- [Problem requirements]
Edit the part of the items that opens with the line containing "Where can the player's left" and runs through the end of the items, replacing "left arm" with "right arm" and leaving everything else unchanged.

Extracted data entries

+++++

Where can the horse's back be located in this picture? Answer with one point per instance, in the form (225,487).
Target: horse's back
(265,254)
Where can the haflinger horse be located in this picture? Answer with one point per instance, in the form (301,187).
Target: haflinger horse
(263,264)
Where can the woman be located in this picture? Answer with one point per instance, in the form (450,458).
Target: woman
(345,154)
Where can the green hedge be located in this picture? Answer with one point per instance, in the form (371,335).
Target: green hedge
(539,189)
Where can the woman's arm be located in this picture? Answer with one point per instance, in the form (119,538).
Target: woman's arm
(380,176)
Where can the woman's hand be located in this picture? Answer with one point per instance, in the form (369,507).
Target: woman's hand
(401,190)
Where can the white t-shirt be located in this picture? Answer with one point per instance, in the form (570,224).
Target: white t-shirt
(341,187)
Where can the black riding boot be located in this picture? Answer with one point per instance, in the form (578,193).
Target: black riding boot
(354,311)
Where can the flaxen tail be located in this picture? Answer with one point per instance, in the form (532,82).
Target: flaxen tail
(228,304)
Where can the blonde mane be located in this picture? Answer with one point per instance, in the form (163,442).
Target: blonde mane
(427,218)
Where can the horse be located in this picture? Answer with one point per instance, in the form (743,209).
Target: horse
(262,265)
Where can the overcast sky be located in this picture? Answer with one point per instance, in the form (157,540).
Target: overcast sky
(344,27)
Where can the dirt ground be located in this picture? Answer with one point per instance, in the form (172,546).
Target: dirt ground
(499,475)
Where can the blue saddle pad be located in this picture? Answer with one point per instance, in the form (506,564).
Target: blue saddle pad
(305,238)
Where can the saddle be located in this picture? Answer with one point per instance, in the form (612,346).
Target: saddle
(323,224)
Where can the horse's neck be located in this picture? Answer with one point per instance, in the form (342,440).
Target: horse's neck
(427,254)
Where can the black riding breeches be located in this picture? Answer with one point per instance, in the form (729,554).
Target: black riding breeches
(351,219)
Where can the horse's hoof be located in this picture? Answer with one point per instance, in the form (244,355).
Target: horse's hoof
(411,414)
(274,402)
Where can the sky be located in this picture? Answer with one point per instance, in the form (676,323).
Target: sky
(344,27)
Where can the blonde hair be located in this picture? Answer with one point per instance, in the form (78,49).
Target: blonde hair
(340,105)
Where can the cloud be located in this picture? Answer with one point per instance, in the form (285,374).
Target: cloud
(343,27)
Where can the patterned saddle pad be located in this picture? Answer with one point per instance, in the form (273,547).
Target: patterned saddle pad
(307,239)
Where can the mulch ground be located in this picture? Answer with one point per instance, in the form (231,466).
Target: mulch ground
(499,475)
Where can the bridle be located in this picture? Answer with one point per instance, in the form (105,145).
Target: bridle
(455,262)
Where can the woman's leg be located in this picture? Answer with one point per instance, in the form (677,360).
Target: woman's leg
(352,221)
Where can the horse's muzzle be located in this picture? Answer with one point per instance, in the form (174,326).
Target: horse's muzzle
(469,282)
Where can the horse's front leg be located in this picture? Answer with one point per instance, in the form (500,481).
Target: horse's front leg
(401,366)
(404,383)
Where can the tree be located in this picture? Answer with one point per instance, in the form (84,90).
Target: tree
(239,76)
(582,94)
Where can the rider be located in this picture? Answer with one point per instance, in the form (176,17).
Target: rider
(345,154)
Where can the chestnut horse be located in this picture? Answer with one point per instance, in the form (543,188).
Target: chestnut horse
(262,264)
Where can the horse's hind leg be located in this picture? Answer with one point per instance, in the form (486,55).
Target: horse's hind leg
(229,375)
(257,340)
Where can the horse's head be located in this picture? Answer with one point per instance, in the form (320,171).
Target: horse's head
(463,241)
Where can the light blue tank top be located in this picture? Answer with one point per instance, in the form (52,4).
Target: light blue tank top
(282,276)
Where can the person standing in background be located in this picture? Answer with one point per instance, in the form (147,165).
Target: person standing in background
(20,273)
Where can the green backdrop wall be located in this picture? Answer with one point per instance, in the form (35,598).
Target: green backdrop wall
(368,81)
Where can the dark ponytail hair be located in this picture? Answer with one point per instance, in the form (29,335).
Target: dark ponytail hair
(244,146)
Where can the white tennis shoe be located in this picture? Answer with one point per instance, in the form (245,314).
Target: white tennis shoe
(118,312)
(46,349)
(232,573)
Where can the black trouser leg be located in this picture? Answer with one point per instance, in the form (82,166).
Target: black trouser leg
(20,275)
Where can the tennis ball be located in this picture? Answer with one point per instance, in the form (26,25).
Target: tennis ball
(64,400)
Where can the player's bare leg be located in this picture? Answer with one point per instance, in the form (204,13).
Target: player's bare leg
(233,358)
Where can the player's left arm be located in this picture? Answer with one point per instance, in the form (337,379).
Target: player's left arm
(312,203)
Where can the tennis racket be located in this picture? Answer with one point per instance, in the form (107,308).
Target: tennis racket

+++++

- [Exercise solution]
Where can the player's right arm be located in this picture? Answer with one point per instance, in the form (337,379).
Target: player's right arm
(312,203)
Where can the tennis racket be located in this picture? Answer with one point per instance, in the form (107,308).
Target: tennis racket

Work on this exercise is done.